Kubernetes

Kubernetes is a container orchestration engine for containerized application management and provides features like high availability, complex auto-scaling, automatic rollout and rollback, custom scheduling, and service mesh.

Cluster

We need a group of machines to set up a Kubernetes cluster. Each machine has its own CPUs, memory, disk storage, OS, and network device.

Node

A Kubernetes node usually has one cluster-internal IP and one cluster-external IP.

Control-plane

API server

Etcd

See more about etcd.

Controller manager

The controller manager is a process that runs built-in Kubernetes controllers (node controller, namespace controller, etc) inside it. For high availability, multiple instances of the controller manager run on the cluster but only one of them is elected as the leader at any given time to avoid conflicting actions.

Scheduler

Worker node

Kubelet

Kube-proxy

Kube-proxy is a Kubernetes network component running on each node as a pod under the kube-system namespace. It implements networking for services like ClusterIP, NodePort, and LoadBalancer. It configures each node's iptables to set up the mapping between a service’s ClusterIP to the service's backend pod IPs.

Pod

A Pod is the smallest deployable unit in Kubernetes and contains a group of containers that share the same Linux namespaces. A pod contains the following:

Pod creation

  1. A user sends a pod creation request to the API server.
  2. The API server performs authentication, authorization, admission control (validation/mutating), writing a pod with empty nodeName into the etcd, and then updates the user about the pod creation.
  3. The scheduler watches the API server for any pod with empty nodeName, scheduling the pod to a node, and then updates the API server about the pod scheduling.
  4. The kubelet on the assigned node watches the API server for any assigned pod with the matching nodeName, working with the Container Runtime Interface (CRI) plugin to create the pod, and then updates the API server about the pod and container creation.

Pod deletion

  1. A user sends a pod deletion request to the API server.
  2. The API server performs authentication, authorization, admission control (validation/mutating), updating the pod with its deletionTimestamp set to the current time in the etcd, and then updates the user about the pod deletion.
  3. The endpoint controller watches the API server for any pod with its deletionTimestamp set, removing the pod's IP address from any service endpoint that includes it, and then updates the API server about the pod's IP removal.
  4. The kubelet on the node where the pod is running watches the API server for any pod with its deletionTimestamp set, working with the CRI plugin to delete the pod (SIGTERM or SIGKILL), and then updates the API server about the pod and container deletion.
  5. The API server removes the pod object from the etcd.

|---|

◆ **Written problem A**
Answer these from the Kubernetes text:
(i) How many controller manager instances are elected as the leader at any given time?
(ii) Under which namespace does kube-proxy run as a pod?
(iii) During pod deletion, which field does the API server set to the current time?
◆ **Written problem B**
Continue the Kubernetes text, picking up after its final step on pod deletion.

|---|

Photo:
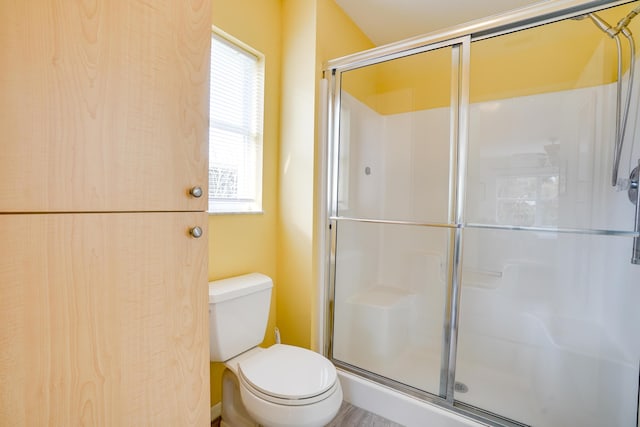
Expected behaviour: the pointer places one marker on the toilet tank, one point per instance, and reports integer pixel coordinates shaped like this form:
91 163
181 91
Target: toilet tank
238 314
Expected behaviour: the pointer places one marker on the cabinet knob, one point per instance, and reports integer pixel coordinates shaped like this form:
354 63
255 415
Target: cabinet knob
196 232
196 192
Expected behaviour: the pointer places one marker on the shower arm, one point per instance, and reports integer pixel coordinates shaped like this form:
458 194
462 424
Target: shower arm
622 112
634 196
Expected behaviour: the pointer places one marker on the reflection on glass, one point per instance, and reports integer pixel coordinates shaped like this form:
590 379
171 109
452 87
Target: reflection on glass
394 139
389 300
541 136
548 335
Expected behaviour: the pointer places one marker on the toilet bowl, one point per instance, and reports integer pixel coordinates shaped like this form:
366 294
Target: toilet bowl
279 386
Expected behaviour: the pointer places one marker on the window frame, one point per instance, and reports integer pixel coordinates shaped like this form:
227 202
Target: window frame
253 138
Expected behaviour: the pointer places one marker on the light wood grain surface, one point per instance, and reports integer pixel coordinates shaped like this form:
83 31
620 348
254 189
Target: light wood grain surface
104 104
103 320
353 416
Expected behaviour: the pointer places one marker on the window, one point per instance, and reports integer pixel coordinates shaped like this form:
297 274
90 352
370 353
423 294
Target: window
235 126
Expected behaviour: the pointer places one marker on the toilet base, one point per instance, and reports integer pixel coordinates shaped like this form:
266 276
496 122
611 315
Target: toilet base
234 413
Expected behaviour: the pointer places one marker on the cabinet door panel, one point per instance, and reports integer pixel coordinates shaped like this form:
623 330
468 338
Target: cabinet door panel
104 105
103 320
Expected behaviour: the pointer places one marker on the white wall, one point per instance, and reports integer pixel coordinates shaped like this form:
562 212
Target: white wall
532 302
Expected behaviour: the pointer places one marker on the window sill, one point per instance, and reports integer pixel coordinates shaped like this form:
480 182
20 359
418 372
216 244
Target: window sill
260 212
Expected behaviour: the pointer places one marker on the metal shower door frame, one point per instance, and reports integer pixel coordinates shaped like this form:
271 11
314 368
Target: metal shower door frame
459 38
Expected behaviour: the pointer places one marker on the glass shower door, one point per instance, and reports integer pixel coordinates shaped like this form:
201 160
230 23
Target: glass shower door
393 218
548 321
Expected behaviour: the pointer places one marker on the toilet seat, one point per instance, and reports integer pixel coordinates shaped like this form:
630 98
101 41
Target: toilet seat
288 375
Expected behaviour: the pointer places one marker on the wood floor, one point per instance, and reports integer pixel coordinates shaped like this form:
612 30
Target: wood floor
350 416
353 416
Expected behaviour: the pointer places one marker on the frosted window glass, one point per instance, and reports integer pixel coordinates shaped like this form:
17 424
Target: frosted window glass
235 128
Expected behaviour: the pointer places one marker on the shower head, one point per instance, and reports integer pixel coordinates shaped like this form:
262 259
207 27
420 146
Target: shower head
603 25
625 21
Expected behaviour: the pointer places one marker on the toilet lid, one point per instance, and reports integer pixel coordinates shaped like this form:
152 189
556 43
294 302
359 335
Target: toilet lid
288 372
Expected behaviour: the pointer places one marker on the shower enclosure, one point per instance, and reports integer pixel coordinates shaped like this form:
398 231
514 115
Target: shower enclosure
478 256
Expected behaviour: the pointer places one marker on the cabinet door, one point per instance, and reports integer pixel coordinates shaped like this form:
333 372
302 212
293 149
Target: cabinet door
104 105
103 320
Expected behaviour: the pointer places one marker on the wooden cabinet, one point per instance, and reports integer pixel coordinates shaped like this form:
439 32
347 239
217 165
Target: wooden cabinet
103 291
103 320
104 105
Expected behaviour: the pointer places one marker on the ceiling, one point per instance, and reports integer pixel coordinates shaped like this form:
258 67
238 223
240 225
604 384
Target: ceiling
386 21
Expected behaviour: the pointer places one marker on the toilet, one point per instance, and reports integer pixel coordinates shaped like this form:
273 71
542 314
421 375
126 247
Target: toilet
279 386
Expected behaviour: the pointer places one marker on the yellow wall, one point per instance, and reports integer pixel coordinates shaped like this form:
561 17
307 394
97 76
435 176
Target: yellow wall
565 55
314 31
241 244
297 37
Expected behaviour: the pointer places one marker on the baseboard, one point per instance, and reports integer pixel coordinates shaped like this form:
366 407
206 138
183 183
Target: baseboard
216 410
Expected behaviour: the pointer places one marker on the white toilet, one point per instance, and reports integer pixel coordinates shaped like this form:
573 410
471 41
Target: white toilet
280 386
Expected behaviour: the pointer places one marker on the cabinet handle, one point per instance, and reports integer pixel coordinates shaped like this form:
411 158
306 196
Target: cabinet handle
196 232
196 192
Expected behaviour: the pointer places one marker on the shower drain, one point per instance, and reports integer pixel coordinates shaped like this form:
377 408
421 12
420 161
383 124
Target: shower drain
460 387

|---|

◆ **Written answer A**
(i) One
(ii) kube-system
(iii) deletionTimestamp

◆ **Written answer B**
Container

See more about container.

Container command and arguments

The pod's command field replaces the container's ENTRYPOINT and args field replaces CMD.

Container resource request and limit

The resource request defines the guaranteed resource amount that will be given to the container. The scheduler uses resource request to determine which node to schedule for a pod.

The resource limit defines the maximum amount of resource a container can use. A container hitting the limits can cause CPU throttling or Out-Of-Memory (OOM) kill.

Setting both request and limit to 2x of the average resource usage is a good starting point. If the average usage is unknown, cloud providers like GCP recommends 1 CPU and 4Gi memory.

If a resource's request is missing but its limit is set, the Kubernetes API server will copy the limit to the request.

Missing both request and limit configuration may cause that too many pods are scheduled on the same node, throttling the CPUs and using up memory. If cluster autoscaler is enabled, this may result in unnecessary scale-out and lead to a waste of resource/money.

Container liveness and readiness

Kubernetes relies on a liveness probe to know if a container is alive or needs a restart, and readiness probe to know if a container is ready to serve requests or stop sending requests to the container’s pod.

Sidecar container

A sidecar container is usually managed via a mutating webhook to run alongside the application container and provides various functionalities.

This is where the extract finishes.